··· Records to process ···
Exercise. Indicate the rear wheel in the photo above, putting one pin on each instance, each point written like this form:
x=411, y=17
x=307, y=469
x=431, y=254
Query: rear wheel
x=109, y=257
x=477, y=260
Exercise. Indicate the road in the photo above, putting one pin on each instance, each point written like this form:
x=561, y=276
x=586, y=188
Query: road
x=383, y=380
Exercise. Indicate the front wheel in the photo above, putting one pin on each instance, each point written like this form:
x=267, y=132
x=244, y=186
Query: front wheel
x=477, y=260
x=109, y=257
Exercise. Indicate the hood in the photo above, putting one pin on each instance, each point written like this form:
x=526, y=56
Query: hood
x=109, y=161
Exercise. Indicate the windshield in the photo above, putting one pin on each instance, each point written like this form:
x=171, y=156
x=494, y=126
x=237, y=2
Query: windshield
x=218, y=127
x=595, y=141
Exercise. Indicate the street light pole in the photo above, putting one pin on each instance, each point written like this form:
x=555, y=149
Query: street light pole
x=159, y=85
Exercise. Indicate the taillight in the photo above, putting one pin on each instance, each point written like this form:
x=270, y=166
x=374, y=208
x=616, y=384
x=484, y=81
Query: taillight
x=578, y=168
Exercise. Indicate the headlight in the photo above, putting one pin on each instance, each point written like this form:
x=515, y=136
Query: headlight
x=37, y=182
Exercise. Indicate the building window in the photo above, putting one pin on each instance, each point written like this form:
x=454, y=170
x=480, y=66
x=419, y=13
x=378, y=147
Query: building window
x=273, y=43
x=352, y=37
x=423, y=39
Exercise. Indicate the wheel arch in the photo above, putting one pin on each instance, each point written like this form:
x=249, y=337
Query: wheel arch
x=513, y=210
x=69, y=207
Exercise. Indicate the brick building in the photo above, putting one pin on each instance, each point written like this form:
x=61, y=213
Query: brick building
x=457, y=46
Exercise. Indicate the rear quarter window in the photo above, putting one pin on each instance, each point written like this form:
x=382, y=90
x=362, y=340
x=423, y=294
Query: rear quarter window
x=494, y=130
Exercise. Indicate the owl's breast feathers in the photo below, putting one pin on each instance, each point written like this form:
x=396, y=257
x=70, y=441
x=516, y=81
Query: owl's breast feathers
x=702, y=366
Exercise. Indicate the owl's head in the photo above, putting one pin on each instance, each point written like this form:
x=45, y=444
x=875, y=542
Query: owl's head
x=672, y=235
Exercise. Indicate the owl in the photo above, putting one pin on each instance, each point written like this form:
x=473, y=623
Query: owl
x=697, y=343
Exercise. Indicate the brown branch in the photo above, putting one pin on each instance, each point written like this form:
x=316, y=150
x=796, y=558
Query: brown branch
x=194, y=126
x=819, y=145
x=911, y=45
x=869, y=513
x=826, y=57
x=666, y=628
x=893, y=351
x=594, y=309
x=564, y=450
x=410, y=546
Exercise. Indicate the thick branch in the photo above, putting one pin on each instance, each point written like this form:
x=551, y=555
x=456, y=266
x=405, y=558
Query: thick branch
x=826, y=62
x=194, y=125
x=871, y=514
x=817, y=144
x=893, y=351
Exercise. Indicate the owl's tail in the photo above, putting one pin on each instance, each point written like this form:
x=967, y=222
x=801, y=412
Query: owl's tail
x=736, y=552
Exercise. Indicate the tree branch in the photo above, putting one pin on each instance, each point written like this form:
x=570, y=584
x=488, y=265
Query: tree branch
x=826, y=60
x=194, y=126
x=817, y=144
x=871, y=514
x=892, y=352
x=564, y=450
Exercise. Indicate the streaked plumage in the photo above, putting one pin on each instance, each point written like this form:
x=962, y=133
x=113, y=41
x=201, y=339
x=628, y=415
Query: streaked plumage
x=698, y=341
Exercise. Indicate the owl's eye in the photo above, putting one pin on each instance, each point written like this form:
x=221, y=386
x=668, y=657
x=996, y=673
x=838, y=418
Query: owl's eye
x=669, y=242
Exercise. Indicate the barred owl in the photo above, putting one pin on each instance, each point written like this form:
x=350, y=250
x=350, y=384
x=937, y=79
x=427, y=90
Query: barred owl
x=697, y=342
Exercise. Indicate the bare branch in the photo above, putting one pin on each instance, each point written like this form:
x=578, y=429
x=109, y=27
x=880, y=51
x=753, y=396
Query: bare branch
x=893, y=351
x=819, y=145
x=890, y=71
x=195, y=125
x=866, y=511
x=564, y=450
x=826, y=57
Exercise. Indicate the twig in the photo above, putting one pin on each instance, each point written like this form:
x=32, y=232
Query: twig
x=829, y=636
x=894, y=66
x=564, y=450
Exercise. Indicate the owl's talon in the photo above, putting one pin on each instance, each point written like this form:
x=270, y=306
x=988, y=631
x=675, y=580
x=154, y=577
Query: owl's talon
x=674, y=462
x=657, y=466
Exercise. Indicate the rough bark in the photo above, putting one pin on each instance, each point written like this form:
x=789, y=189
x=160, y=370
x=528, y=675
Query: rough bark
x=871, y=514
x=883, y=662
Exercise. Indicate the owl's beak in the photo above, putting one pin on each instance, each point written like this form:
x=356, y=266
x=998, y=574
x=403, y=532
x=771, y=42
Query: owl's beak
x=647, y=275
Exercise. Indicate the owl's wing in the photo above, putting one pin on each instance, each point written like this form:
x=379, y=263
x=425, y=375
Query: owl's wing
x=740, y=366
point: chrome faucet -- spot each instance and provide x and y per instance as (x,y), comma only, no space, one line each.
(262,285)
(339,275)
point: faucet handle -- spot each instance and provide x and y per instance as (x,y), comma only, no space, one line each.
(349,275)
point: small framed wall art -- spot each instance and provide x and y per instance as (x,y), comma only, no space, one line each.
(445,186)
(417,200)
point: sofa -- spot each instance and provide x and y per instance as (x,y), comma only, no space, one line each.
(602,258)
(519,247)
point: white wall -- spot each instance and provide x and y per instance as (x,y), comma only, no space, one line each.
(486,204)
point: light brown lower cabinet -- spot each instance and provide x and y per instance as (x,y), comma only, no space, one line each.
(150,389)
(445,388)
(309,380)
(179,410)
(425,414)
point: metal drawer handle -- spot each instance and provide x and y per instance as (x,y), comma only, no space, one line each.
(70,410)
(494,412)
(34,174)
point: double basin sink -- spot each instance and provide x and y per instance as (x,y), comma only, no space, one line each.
···
● Work order
Please output the records once more, exactly as they were written.

● Written solution
Exercise. Indicate the rear wheel in the photo above, putting one pin on each instance, each point written like this form:
x=411, y=17
x=307, y=469
x=431, y=254
Query: rear wheel
x=109, y=257
x=477, y=260
Exercise. Indicate the road in the photo above, putting one pin on each instance, each point written like this form:
x=561, y=276
x=586, y=188
Query: road
x=383, y=380
Exercise. Indicate the front wheel in the photo above, putting one pin on each instance, each point written like this form:
x=267, y=132
x=244, y=186
Query: front wheel
x=477, y=260
x=109, y=257
Exercise. Indicate the hood in the photo above, putting one pin on each instance, each point written like this form:
x=526, y=56
Query: hood
x=109, y=161
Exercise. Indicate the windshield in the photo above, putting one pin on each instance, each point written like this form:
x=171, y=156
x=494, y=126
x=237, y=2
Query: windshield
x=218, y=127
x=595, y=141
Exercise. Indicate the street light pole in the photo above, putting one pin on each instance, each point written like this form:
x=555, y=149
Query: street light pole
x=159, y=85
Exercise. Indicate the taillight in the photo above, putting one pin on each instance, each point written like this form:
x=270, y=166
x=374, y=208
x=616, y=384
x=484, y=81
Query: taillight
x=578, y=168
Exercise. Indicate the headlight in the photo above, putting one pin on each instance, each point written like this form:
x=515, y=136
Query: headlight
x=37, y=182
Exercise. Indicate the building window in the photo above, putting one pin on each instance, each point written like this form:
x=454, y=170
x=480, y=66
x=419, y=13
x=378, y=147
Query: building window
x=273, y=43
x=352, y=37
x=423, y=39
Exercise. Indicate the wheel arch in the photo above, putting one pin on each instance, each point written like this form:
x=249, y=337
Query: wheel arch
x=513, y=210
x=69, y=207
Exercise. Indicate the brick building in the photo above, putting one pin on each instance, each point written like this form:
x=61, y=213
Query: brick building
x=457, y=46
Exercise. Indicate the rear quarter window in the photo above, putting one pin on each instance, each point written like this form:
x=382, y=90
x=362, y=340
x=423, y=294
Query: rear quarter window
x=494, y=130
Exercise. Indicate the owl's breast feathers in the photo below, putting one pin on each instance, each point written like this form:
x=396, y=257
x=70, y=441
x=516, y=81
Query: owl's breast feathers
x=702, y=366
Exercise. Indicate the owl's head in the photo above, putting one pin on each instance, each point written like this form:
x=45, y=444
x=875, y=542
Query: owl's head
x=672, y=235
Exercise. Indicate the owl in the photo above, putting one pin on each instance, each point written like this form:
x=473, y=623
Query: owl
x=697, y=343
Exercise. Indicate the brown branch in the photo above, putting one pin on each instance, each point written like this form:
x=316, y=150
x=796, y=558
Query: brown branch
x=194, y=126
x=819, y=145
x=911, y=45
x=869, y=513
x=826, y=57
x=666, y=628
x=893, y=351
x=594, y=309
x=564, y=450
x=410, y=546
Exercise. Indicate the thick branch in the photo above, putting one pin on each instance, each point written like this form:
x=551, y=555
x=456, y=266
x=405, y=558
Query: thick branch
x=826, y=62
x=194, y=125
x=871, y=514
x=817, y=144
x=893, y=351
Exercise. Indicate the owl's tail in the photo above, putting one pin on each instance, each point written like this form:
x=967, y=222
x=801, y=412
Query: owl's tail
x=736, y=552
Exercise. Indicate the tree branch in the photo above, putting one pin on each instance, each point written like this form:
x=570, y=584
x=488, y=265
Query: tree branch
x=826, y=60
x=194, y=126
x=817, y=144
x=871, y=514
x=892, y=352
x=564, y=450
Exercise. Indicate the streaked plumage in the photo above, putting one pin on each instance, each point written like this form:
x=962, y=133
x=113, y=41
x=201, y=339
x=628, y=415
Query: streaked plumage
x=698, y=341
Exercise. Indicate the owl's eye in the photo above, putting one pin on each instance, each point written like this form:
x=221, y=386
x=668, y=657
x=996, y=673
x=838, y=418
Query: owl's eye
x=669, y=242
Exercise. Indicate the barred owl in the photo above, putting one pin on each instance, each point written like this form:
x=350, y=250
x=350, y=384
x=937, y=79
x=427, y=90
Query: barred owl
x=697, y=342
Exercise. Indicate the bare branch in the photo above, putting one pin on each instance, each point written like this form:
x=578, y=429
x=109, y=27
x=880, y=51
x=753, y=396
Query: bare branch
x=893, y=351
x=819, y=145
x=890, y=71
x=195, y=125
x=866, y=511
x=564, y=450
x=826, y=57
Exercise. Indicate the twig in the photo above, putting one pin on each instance, each point written like this form:
x=32, y=232
Query: twig
x=829, y=636
x=894, y=66
x=564, y=450
Exercise. Indicate the owl's talon in the photo above, putting one pin on each instance, each point written like this form:
x=270, y=306
x=988, y=631
x=675, y=580
x=154, y=577
Query: owl's talon
x=674, y=462
x=657, y=466
Exercise. Indicate the rough bark in the photo above, putting one pin on each instance, each point written like this form:
x=789, y=189
x=160, y=370
x=528, y=675
Query: rough bark
x=871, y=514
x=883, y=662
Exercise. Indicate the owl's beak in the photo above, putting one pin on each instance, each point written like this form:
x=356, y=266
x=998, y=574
x=403, y=532
x=771, y=42
Query: owl's beak
x=647, y=275
Exercise. Indicate the owl's wing in the photo above, putting one pin on each instance, each point written like this form:
x=379, y=263
x=425, y=375
Query: owl's wing
x=740, y=366
point: chrome faucet -- spot each instance and provide x and y per instance as (x,y), comma only, no space, one line each.
(262,285)
(339,275)
point: faucet handle -- spot each instance and provide x and y per instance as (x,y), comma only, no space, one line each.
(349,275)
point: small framed wall art -- spot each instance and provide x and y per instance as (x,y), comma only, no space, one line each.
(445,186)
(417,200)
point: sofa -- spot each instance and provide x and y per instance as (x,y), comma only, no space, one line each.
(602,258)
(519,247)
point: white wall -- spot each instance and provide x and y per instance as (x,y), comma only, no space, one line each.
(486,204)
point: light brown lower cabinet -- spot each instance and provide x and y per instance as (x,y), comma only, no space, one line each.
(150,389)
(445,388)
(309,380)
(179,410)
(425,414)
point: metal drawer handle -- spot each instance and provide x and y per instance as (x,y), comma only, no space, one line each.
(70,410)
(494,412)
(34,174)
point: double basin sink -- spot each instance and provide x and y per instance as (x,y), comma only, no space, one line each.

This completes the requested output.